TASK STATEMENT: Return the part of the marketing passage on body positivity and identity that runs from "Translating the body" to "regardless of size.", copied word for word.

EXTRACT PROVIDED:
§

Many TikToks and Instagram posts are devoted to looking good, dieting and makeup tutorials. Those same social networks have come under heavy fire for making young people feel pressured to achieve perfection. Often via “viral” posts or memes that use altered photography. 

Brands that choose to buck this trend and embrace body positivity will see equally positive results. Gen Z and millennial consumers are quick to support companies that champion diversity, and that extends beyond ethnicities. Models who feature different shapes, unique physical characteristics and disabilities are becoming more and more commonplace for a reason. 

Translating the body positivity movement into your marketing practices shows you understand and empathize with audiences, trading the classic idea of perfection for representation. Old Navy has released an extended size collection, using a wide range of talent to represent this new offering. This investment in inclusion and acceptance extends beyond their marketing campaign. It includes new in-store displays featuring new mannequins and a price parity regardless of size. 

Personal Identity
The mainstream concept of identity has evolved rapidly in recent years,and it shows no signs of slowing. Gen Zers are much more likely than older generations to say they personally know someone who prefers to go by gender-neutral pronouns, with 35% saying so, compared to 25% of Millennials.

§

DATA SEGMENT:

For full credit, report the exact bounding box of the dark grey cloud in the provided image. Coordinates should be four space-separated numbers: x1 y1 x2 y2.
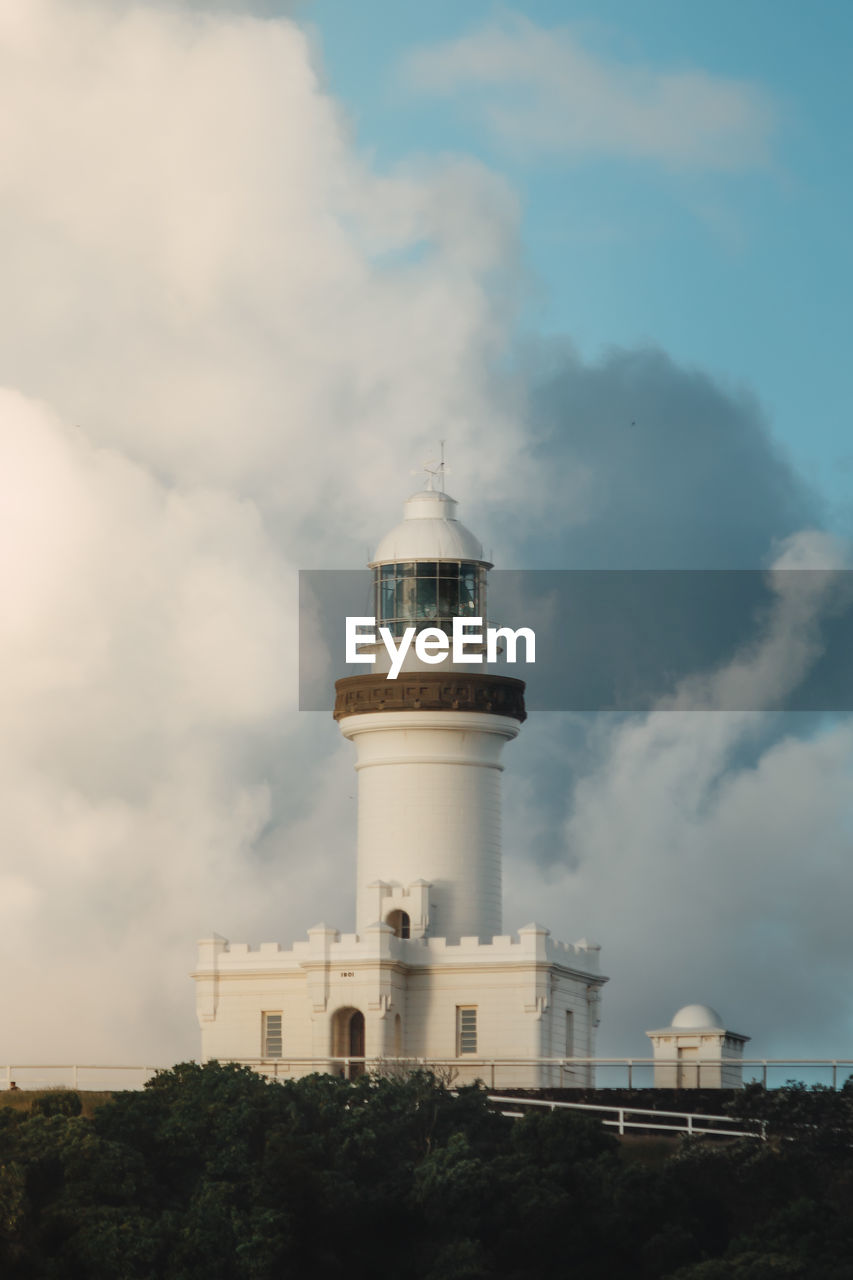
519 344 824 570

§

SOLUTION:
Translating the body positivity movement into your marketing practices shows you understand and empathize with audiences, trading the classic idea of perfection for representation. Old Navy has released an extended size collection, using a wide range of talent to represent this new offering. This investment in inclusion and acceptance extends beyond their marketing campaign. It includes new in-store displays featuring new mannequins and a price parity regardless of size.